#### Source extract:

◆ ◆ ◆ ◆ ◆

First Embodiment: Overview
[0050] Referring firstly to FIG. 1, this figure illustrates the
overall operation of a data backup system in accordance with a
first embodiment of the invention. In this particular embodiment,
data stored on each of a number of mobile stations 1a, b, c may be
backed up at a backup data service centre 3. The data to be backed
up is transmitted by a wireless link between each mobile station
1a, b, c and a public land mobile network 5, the data then being
sent to the backup data service centre 3 via a Short Message
Service Centre 6.
[0051] Each mobile station consists of a mobile phone 7 in which a
respective SIM card 8 is inserted, a radio link being established
between an antenna 9 on the mobile phone and an antenna 11 within
the public land mobile network 5. Appropriate software modules are
incorporated in the SIM card 8 in each mobile station 1a, b, c in
order to enable the data backup system to operate as will be
described in more detail hereafter.
[0052] The data transfer between each mobile station 1a, b, c and
the data backup service centre 3 in this particular embodiment
takes place using the point-to-point Short Message service (SMS)
facility as defined in part 03.40 of the GSM specification. This
SMS facility enables short text messages and other data of up to
140 octets (in the GSM specification 1 octet equals 8 bits) to be
sent in a store and forward manner to or from a mobile station in
TDMA timeslots other than those used to contain speech data.
[0053] The basic format of each SMS message is illustrated in FIG.
2 and comprises transport protocol (TP) data 13 and a payload 15.
The transport protocol (TP) data 13 relates to the type,
destination and originator of the message as defined in the GSM
specification and as will be described in more detail hereafter,
this information being inserted in a conventional manner for a
Short Message by appropriate software modules in the mobile phone
7. The payload 15 includes, for example, backup data as user
defined data produced by the SIM card 8, as will also be described
in more detail hereafter. On receipt of the SMS message including
the backup data, the backup data service centre 3 is able to store
a backup version of the data transmitted from the mobile station 1,
which in the event of loss of the SIM card, or corruption of the
data on the SIM card, may be used to restore the data. The data may
also be used for functions other than backup, such as itemised
billing, or for enabling downloading of the same data to a number
of mobile stations, for example, in the case of a company address
book.

◆ ◆ ◆ ◆ ◆

#### Data shown:
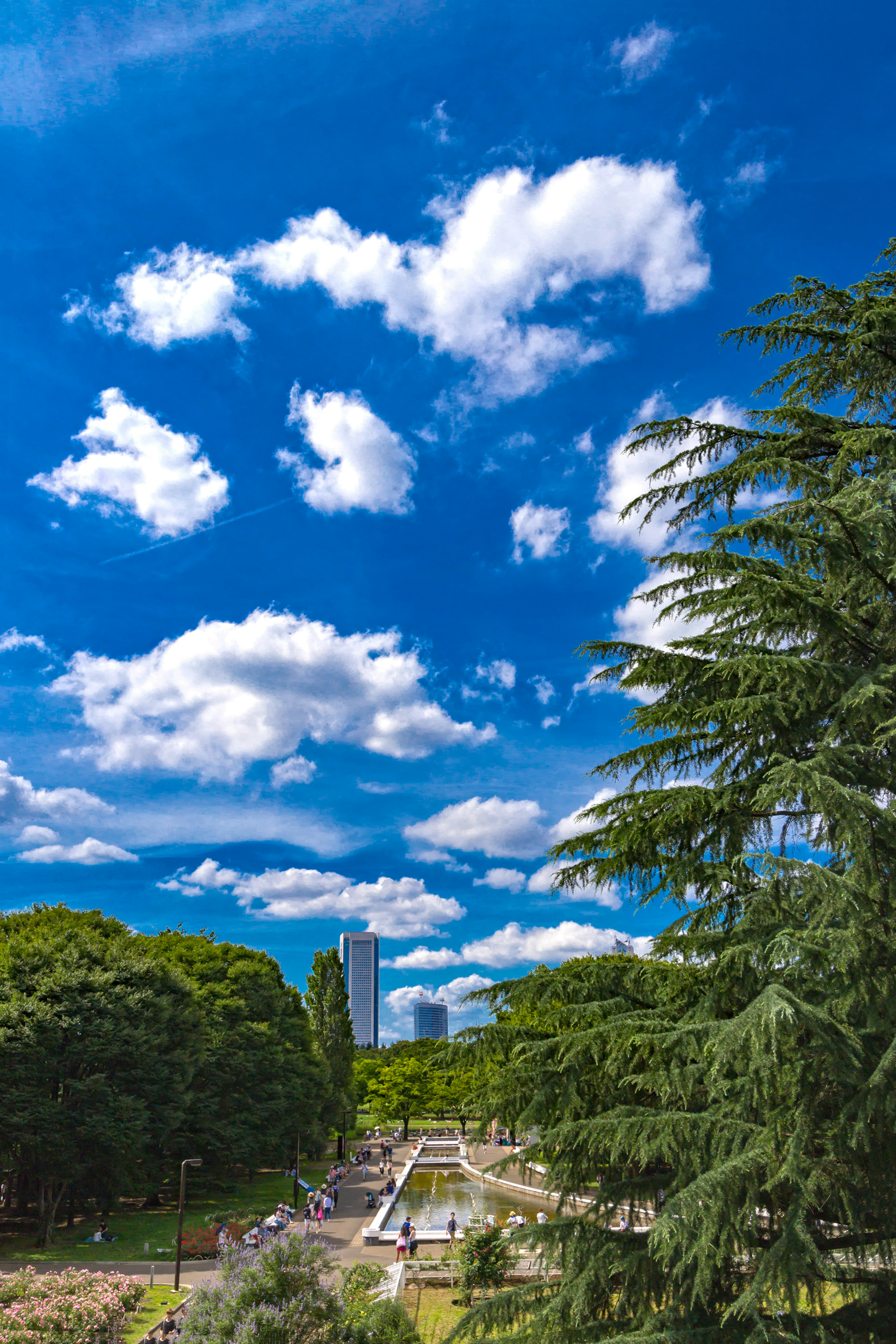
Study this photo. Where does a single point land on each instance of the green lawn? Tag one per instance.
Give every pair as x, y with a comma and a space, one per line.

◆ ◆ ◆ ◆ ◆

#### Set task:
Render this sentence from the patent excerpt in Spanish: "The basic format of each SMS message is illustrated in FIG. 2 and comprises transport protocol (TP) data 13 and a payload 15." The material has no connection to the patent excerpt above.

#### Answer to the exercise:
El formato básico de cada mensaje SMS se ilustra en la FIG. 2 y comprende datos de protocolo de transporte (TP) 13 y una carga útil 15.